_Task description_. Return every entry below line for line, leaving out the pictures.

-- Start of Records for the task --

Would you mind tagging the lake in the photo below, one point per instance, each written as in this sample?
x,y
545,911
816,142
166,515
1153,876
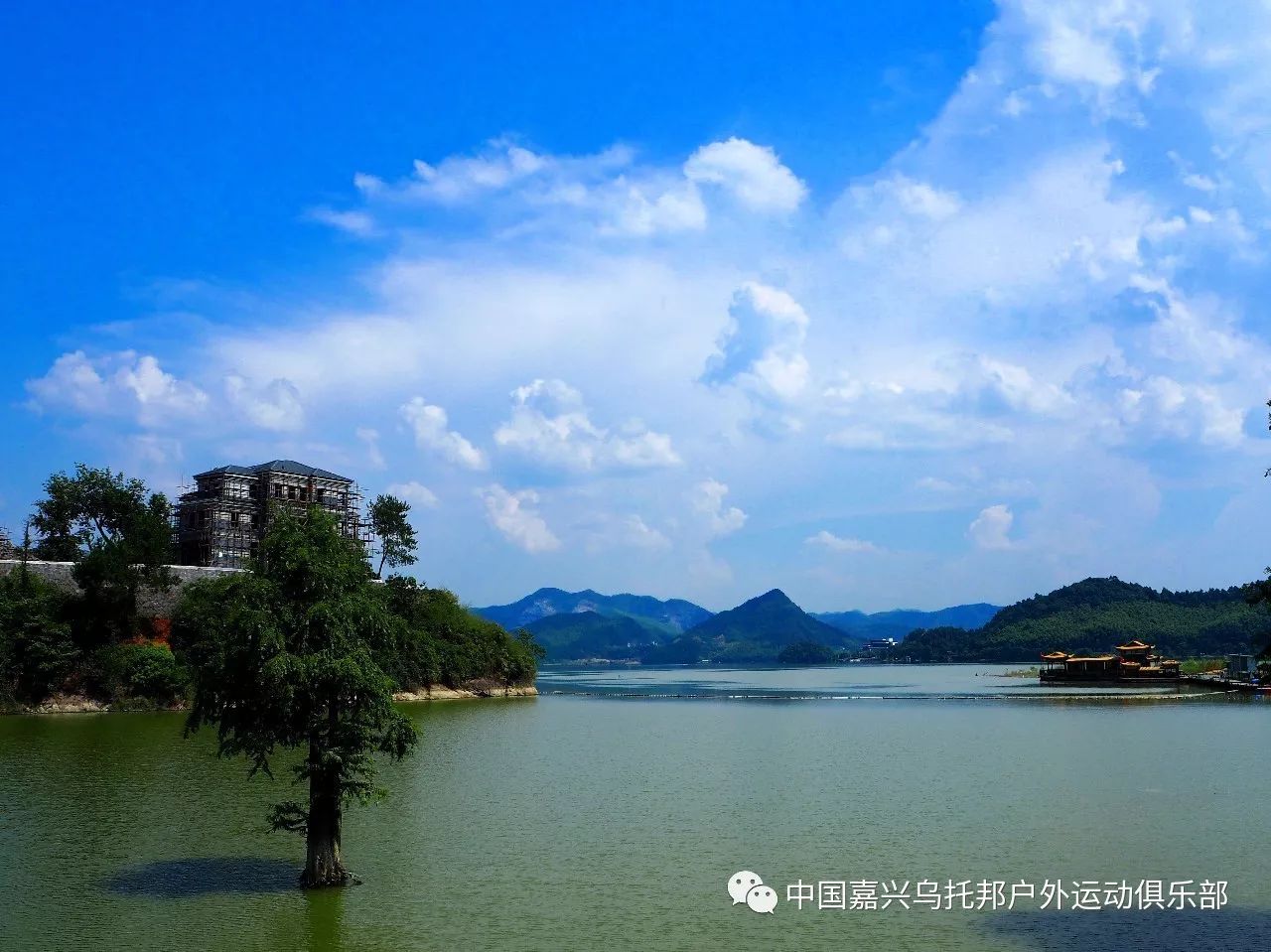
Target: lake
x,y
612,811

-- End of Records for the task --

_Solution below_.
Would you mind tagging the lake in the photo below, one point per instance, each written as in this sample?
x,y
545,911
816,142
166,515
1153,876
Target: lake
x,y
612,811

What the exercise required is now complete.